Task brief: Rewrite every line of the data from the line containing "log visible in" through the line containing "[952, 320, 1200, 383]", shifting each bounding-box coordinate by -94 and leaving all other text unchanged.

Box annotations for photographs
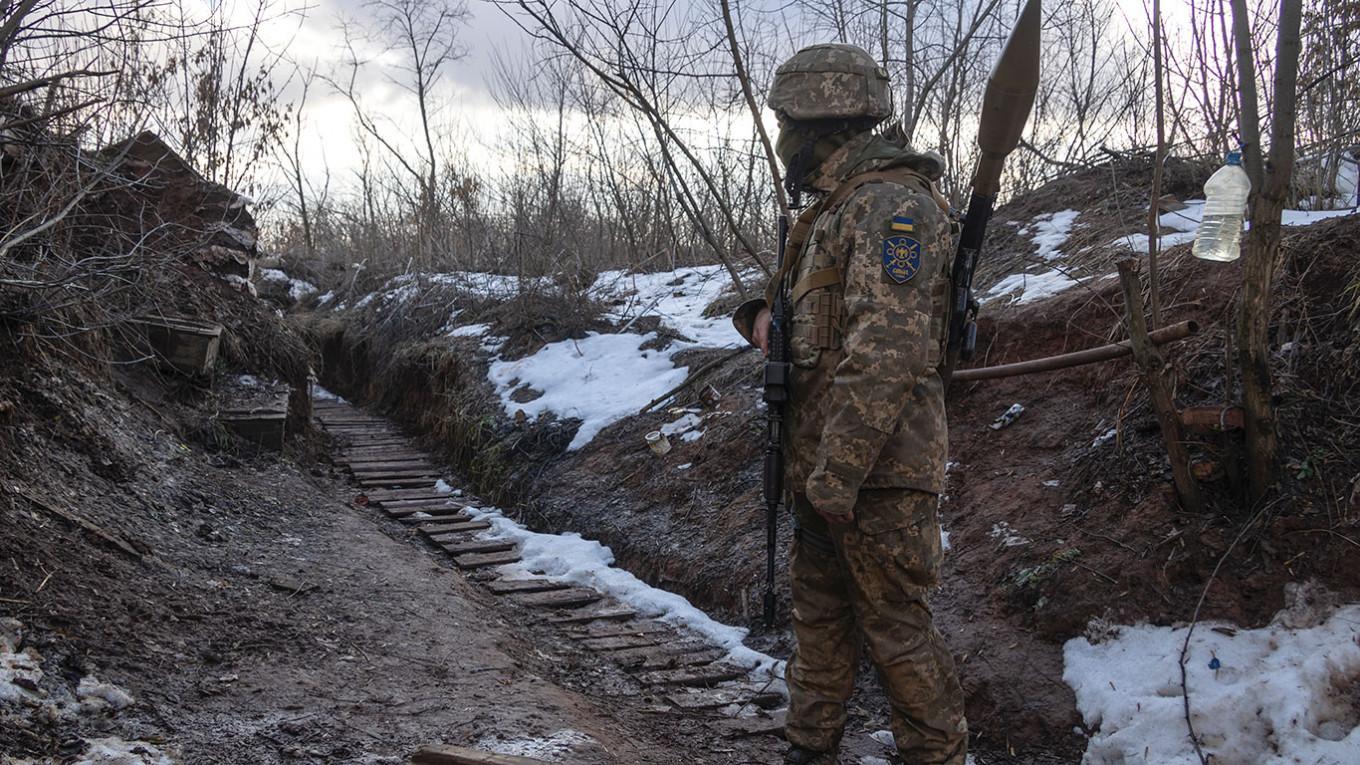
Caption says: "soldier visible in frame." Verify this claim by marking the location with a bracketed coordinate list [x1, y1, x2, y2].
[733, 45, 968, 765]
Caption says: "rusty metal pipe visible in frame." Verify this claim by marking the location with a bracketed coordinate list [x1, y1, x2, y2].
[953, 320, 1200, 383]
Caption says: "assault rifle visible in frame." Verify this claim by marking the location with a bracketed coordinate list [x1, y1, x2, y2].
[763, 209, 792, 629]
[945, 0, 1042, 370]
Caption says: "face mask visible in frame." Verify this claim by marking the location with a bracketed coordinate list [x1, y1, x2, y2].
[774, 125, 805, 170]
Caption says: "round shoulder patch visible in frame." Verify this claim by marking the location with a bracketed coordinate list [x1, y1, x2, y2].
[883, 237, 921, 284]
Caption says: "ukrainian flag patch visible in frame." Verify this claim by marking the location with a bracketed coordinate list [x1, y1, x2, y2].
[883, 237, 922, 284]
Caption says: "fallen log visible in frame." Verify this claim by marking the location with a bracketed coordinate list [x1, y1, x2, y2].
[952, 320, 1200, 383]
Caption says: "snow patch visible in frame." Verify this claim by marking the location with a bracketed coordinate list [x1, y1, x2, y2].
[1062, 604, 1360, 765]
[487, 332, 688, 451]
[466, 506, 783, 678]
[311, 383, 348, 404]
[446, 324, 491, 338]
[260, 268, 316, 301]
[661, 412, 703, 436]
[73, 738, 175, 765]
[987, 521, 1030, 547]
[1020, 210, 1080, 260]
[982, 270, 1077, 305]
[487, 265, 743, 451]
[473, 728, 594, 762]
[1110, 199, 1356, 253]
[76, 675, 132, 712]
[0, 619, 42, 702]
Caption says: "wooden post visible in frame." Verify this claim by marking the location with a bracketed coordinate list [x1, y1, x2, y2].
[1118, 259, 1204, 513]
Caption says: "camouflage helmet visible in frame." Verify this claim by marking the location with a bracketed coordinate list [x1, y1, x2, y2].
[766, 42, 892, 123]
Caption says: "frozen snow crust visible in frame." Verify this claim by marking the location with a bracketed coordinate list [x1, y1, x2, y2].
[468, 506, 783, 677]
[1062, 604, 1360, 765]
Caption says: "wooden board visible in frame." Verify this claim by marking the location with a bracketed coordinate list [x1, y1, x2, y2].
[666, 687, 782, 712]
[411, 745, 548, 765]
[548, 604, 638, 625]
[369, 489, 461, 502]
[383, 494, 468, 510]
[341, 457, 435, 472]
[335, 444, 428, 461]
[581, 633, 670, 651]
[397, 510, 473, 522]
[424, 519, 491, 530]
[631, 648, 728, 670]
[638, 664, 748, 687]
[359, 478, 434, 489]
[350, 467, 441, 481]
[453, 551, 520, 570]
[511, 587, 604, 608]
[439, 539, 514, 555]
[382, 506, 472, 523]
[487, 579, 570, 595]
[609, 637, 713, 661]
[715, 709, 785, 738]
[567, 619, 673, 640]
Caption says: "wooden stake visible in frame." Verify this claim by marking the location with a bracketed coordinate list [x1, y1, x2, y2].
[1118, 259, 1204, 513]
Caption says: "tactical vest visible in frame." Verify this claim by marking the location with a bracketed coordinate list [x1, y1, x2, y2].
[766, 166, 953, 368]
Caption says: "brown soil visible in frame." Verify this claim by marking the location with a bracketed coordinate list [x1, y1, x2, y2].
[292, 161, 1360, 762]
[0, 353, 778, 765]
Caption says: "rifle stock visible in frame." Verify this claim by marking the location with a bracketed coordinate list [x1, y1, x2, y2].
[763, 209, 790, 628]
[945, 0, 1042, 373]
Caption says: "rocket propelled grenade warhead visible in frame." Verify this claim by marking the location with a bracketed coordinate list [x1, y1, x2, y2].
[944, 0, 1043, 370]
[972, 0, 1043, 196]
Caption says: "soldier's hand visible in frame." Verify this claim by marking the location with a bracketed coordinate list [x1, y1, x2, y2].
[813, 505, 854, 524]
[751, 308, 770, 355]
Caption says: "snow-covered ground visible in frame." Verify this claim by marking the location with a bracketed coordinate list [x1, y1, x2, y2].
[1062, 593, 1360, 765]
[981, 193, 1357, 305]
[260, 268, 317, 301]
[488, 265, 743, 449]
[0, 618, 175, 765]
[468, 506, 783, 677]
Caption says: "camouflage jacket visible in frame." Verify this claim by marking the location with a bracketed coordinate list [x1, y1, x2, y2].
[734, 133, 953, 515]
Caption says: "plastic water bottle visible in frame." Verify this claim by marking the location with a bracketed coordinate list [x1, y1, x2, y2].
[1191, 151, 1251, 263]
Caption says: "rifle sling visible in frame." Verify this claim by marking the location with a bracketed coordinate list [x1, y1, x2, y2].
[766, 167, 941, 306]
[789, 267, 840, 305]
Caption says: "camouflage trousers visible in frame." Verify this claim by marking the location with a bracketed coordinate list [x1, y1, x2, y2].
[785, 489, 968, 765]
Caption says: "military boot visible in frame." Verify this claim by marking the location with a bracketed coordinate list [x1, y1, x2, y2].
[783, 746, 840, 765]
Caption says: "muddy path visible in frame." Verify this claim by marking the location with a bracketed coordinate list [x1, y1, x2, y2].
[0, 372, 781, 764]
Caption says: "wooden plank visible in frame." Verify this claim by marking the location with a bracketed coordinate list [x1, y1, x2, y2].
[453, 551, 520, 570]
[638, 664, 747, 687]
[487, 579, 570, 595]
[424, 519, 491, 530]
[335, 444, 418, 461]
[383, 491, 468, 509]
[714, 709, 785, 738]
[397, 513, 473, 522]
[367, 489, 451, 502]
[581, 633, 670, 651]
[350, 467, 442, 481]
[382, 506, 472, 523]
[411, 745, 549, 765]
[631, 648, 728, 670]
[337, 457, 435, 471]
[666, 687, 782, 712]
[548, 606, 638, 625]
[359, 478, 434, 489]
[513, 587, 604, 608]
[439, 539, 514, 555]
[609, 637, 721, 670]
[567, 619, 675, 640]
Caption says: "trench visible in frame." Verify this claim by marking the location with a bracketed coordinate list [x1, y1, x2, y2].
[301, 317, 790, 634]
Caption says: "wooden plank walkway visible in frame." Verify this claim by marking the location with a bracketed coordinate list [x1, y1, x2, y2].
[313, 392, 782, 740]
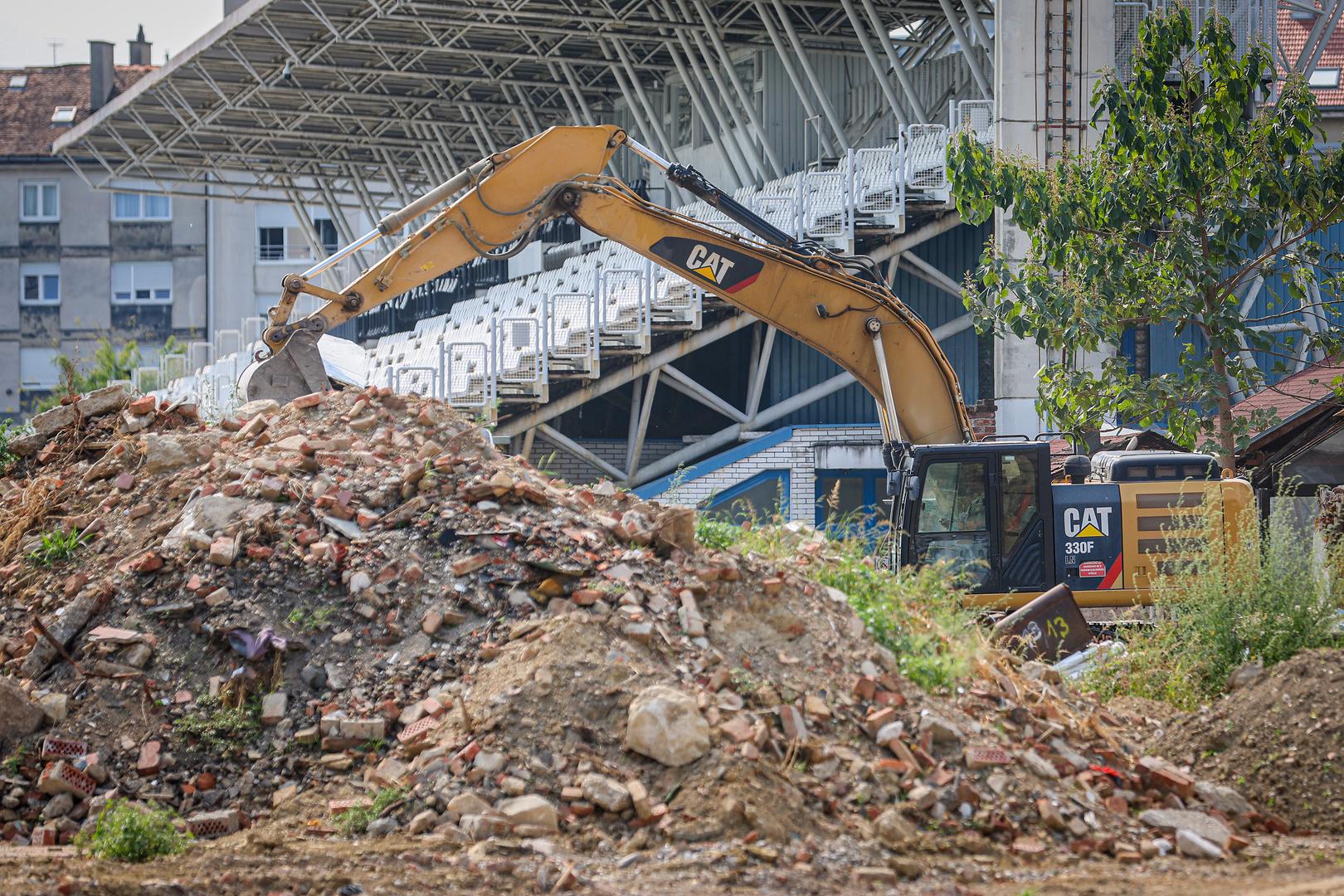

Full solution:
Caption says: "fallen log visible in frame." Verify this claim by marking the location with a bracketed coordinate list [x1, y1, x2, y2].
[858, 226, 1106, 289]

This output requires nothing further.